The data:
####

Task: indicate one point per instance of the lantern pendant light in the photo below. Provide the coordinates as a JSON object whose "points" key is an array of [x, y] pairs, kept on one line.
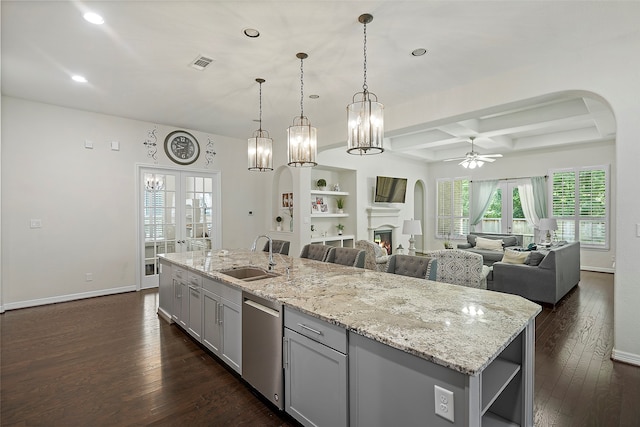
{"points": [[260, 145], [301, 136], [365, 115]]}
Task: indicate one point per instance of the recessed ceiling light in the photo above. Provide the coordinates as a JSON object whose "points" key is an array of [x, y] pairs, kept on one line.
{"points": [[94, 18], [419, 52], [251, 32]]}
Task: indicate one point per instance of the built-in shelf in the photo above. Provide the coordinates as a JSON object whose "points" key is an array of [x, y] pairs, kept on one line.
{"points": [[329, 193], [495, 378], [329, 215]]}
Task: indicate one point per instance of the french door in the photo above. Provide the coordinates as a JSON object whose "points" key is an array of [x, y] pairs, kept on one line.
{"points": [[179, 211], [505, 214]]}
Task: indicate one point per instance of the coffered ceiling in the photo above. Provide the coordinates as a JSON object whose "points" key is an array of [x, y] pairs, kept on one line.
{"points": [[138, 64]]}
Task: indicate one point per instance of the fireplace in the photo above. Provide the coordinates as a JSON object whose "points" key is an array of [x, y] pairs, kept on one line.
{"points": [[384, 238]]}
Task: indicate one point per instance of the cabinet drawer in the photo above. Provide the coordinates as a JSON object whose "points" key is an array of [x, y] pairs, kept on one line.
{"points": [[318, 330], [195, 279], [178, 273], [227, 292]]}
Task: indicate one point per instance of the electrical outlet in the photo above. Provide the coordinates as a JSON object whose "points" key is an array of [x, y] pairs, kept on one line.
{"points": [[444, 403]]}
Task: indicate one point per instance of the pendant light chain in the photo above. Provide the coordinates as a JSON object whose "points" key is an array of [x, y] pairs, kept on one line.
{"points": [[364, 50], [260, 122], [301, 88]]}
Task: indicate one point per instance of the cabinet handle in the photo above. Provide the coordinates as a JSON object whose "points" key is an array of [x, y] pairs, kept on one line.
{"points": [[315, 331], [285, 351]]}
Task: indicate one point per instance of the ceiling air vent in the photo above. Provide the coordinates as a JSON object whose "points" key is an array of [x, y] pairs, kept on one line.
{"points": [[201, 62]]}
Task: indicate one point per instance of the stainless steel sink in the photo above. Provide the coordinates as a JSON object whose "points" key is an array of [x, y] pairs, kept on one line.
{"points": [[248, 274]]}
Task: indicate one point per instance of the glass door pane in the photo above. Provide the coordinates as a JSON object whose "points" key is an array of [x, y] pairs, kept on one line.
{"points": [[159, 218], [199, 212]]}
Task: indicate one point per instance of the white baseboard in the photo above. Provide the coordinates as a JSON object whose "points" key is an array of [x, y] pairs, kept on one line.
{"points": [[69, 297], [623, 356], [164, 315], [598, 269]]}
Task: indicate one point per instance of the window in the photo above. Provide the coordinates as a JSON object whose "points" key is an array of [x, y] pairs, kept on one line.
{"points": [[580, 205], [453, 208]]}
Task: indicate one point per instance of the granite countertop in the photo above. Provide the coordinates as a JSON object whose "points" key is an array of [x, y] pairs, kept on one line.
{"points": [[461, 328]]}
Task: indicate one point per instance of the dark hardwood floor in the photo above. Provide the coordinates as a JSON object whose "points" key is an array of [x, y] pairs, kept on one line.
{"points": [[111, 361]]}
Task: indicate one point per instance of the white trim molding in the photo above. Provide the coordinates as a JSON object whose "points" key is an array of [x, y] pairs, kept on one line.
{"points": [[69, 297], [623, 356]]}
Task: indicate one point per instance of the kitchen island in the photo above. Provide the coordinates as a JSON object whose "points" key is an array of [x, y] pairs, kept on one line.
{"points": [[415, 347]]}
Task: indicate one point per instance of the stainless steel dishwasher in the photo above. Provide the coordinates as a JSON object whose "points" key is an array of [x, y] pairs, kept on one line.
{"points": [[262, 347]]}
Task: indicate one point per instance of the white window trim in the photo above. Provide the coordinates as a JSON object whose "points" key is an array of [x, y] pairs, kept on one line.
{"points": [[577, 170]]}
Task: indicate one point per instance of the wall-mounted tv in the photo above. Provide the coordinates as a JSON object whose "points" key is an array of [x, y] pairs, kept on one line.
{"points": [[390, 190]]}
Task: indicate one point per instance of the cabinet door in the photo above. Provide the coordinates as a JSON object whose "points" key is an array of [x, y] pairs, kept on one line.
{"points": [[211, 330], [176, 313], [165, 294], [184, 302], [232, 335], [195, 312], [315, 382]]}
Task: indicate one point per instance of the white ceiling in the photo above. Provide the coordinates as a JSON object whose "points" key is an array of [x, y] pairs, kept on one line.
{"points": [[137, 63]]}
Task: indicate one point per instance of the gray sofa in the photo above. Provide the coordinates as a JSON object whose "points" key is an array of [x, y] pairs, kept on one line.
{"points": [[547, 282], [489, 256]]}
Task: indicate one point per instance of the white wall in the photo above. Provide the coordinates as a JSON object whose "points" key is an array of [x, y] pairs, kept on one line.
{"points": [[86, 199], [536, 164]]}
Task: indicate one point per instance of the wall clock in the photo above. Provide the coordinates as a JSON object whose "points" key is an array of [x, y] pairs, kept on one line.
{"points": [[182, 147]]}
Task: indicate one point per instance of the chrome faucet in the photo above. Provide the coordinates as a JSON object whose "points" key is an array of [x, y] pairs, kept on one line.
{"points": [[272, 263]]}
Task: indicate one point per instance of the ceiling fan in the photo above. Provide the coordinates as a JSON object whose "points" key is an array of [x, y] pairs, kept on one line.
{"points": [[474, 159]]}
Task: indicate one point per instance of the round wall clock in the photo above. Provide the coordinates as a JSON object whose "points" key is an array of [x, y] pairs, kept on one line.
{"points": [[182, 147]]}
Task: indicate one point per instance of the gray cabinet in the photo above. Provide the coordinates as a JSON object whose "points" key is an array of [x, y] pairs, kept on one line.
{"points": [[315, 369], [165, 291], [222, 322], [500, 395]]}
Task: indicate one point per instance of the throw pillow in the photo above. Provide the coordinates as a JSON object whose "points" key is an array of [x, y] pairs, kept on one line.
{"points": [[534, 258], [490, 244], [514, 257]]}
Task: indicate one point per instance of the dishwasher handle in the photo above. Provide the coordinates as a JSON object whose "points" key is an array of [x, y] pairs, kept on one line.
{"points": [[263, 308]]}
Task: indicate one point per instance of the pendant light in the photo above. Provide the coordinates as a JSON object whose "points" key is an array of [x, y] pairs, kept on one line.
{"points": [[301, 136], [365, 115], [260, 145]]}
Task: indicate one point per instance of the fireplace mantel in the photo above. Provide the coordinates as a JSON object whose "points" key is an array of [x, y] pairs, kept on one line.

####

Work required:
Reproduce the listing above exactly from the line containing "Task: indicate one point per instance of the round" through its last line, with both of those lines included.

Output for this task:
Task: indicate one point per instance of the round wall clock in the photo above. Provide the coordinates as a JSON object whose "points" key is an array of [x, y] pairs, kept on one line.
{"points": [[182, 147]]}
Task: indicate one point per instance of the gray cabinet in the photo above. Provide the coordinates as a JSON object whose "points" key is an array of [x, y] pairs, kept on one line.
{"points": [[315, 369], [165, 291], [222, 322], [500, 395]]}
Task: indicate one point per instance of the throw pillow in the photo above. Provide the coordinates as a JSON object whose "points" key is an array of [x, y] pairs, kept on one line.
{"points": [[534, 258], [490, 244], [514, 257]]}
Task: indicate one point per instance of the dishwasher handle in the photo above. Provide the coordinates as a JSON object whose "points" key is an array of [x, y] pairs, kept on one line.
{"points": [[263, 308]]}
Task: indicate one point per instance of the pendant light in the photo above. Provide the coordinates as a JSON object whose "points" key is an array of [x, y] pairs, kept on one line.
{"points": [[301, 136], [365, 115], [260, 145]]}
Task: indicate one point per instance of the fireplace mantel in the photo above. Provide the coordinates as a JSON object whose "points" key is an array of [x, y] pairs, kept on one line.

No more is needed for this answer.